* _EXCERPTED PASSAGE_

* * *

In the wake of the riot that erupted earlier this month in the north end of Montreal after the police shooting of an unarmed 18-year-old immigrant from Honduras, the big business media are trying to whitewash the killing and cover up the social roots of the underlying repression of minority youth.

André Pratte, chief editor of the Montreal daily La Presse, commented Saturday “no one can say today whether the police officers committed a tragic blunder or if they were acting in legitimate self-defense.” A few days earlier, an editorial in the Toronto Globe and Mail asserted, “The circumstances around the fatal shooting ... remain murky.”

Those claims fly in the face of the eyewitness accounts of the fatal event, all of which paint a clear, consistent picture of what took place.

The evening of the shooting, Fredy Villanueva was playing dice in a public park with his brother Dany Villanueva and some friends when they were approached by two Montreal police agents, who proceeded to arrest Dany for no apparent reason. When Fredy protested the arbitrary arrest of his brother, one of the cops drew out his gun and fired four shots, killing Fredy and injuring two of his friends, Denis Méas and Jeffrey Sagor Metellus.

* * *

* _DATA SECTION_
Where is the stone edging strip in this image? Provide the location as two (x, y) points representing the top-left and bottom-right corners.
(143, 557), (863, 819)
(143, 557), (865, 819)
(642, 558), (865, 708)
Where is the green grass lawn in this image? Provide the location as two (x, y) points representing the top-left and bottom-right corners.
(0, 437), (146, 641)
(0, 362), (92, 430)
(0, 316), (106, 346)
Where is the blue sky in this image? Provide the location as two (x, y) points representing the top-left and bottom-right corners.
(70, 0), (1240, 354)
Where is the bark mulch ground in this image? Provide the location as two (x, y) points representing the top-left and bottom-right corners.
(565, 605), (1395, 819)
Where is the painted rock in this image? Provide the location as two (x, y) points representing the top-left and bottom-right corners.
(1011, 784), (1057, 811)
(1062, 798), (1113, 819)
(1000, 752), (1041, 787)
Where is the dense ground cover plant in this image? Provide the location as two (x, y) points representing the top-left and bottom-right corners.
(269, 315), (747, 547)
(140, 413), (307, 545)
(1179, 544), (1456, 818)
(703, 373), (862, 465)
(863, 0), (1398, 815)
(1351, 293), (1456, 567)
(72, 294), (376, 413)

* * *

* _EXERCISE DESCRIPTION_
Please carry on the piece about the Montreal police shooting from its final sentence.

* _ANSWER TO THE PROBLEM_
Hours after the shooting, police spokesmen began circulating a totally different version of the events, claiming the two officers were surrendered by up to twenty people. “At a certain point,” according to a police press release, “a great number of individuals rushed toward the police agents and attacked them. One of the police agents then opened fire toward the suspects, hitting three of them.”

Samuel Meideiros, 18, was skateboarding nearby when he saw the police pair approach the group of youth. “I don’t know what ran through the mind of the police agents, but it is really unfair,” he said. “They were six. One can’t know for sure what the young man could have done or said, but it doesn’t matter. They were not twenty, and they didn’t grab the police agents.”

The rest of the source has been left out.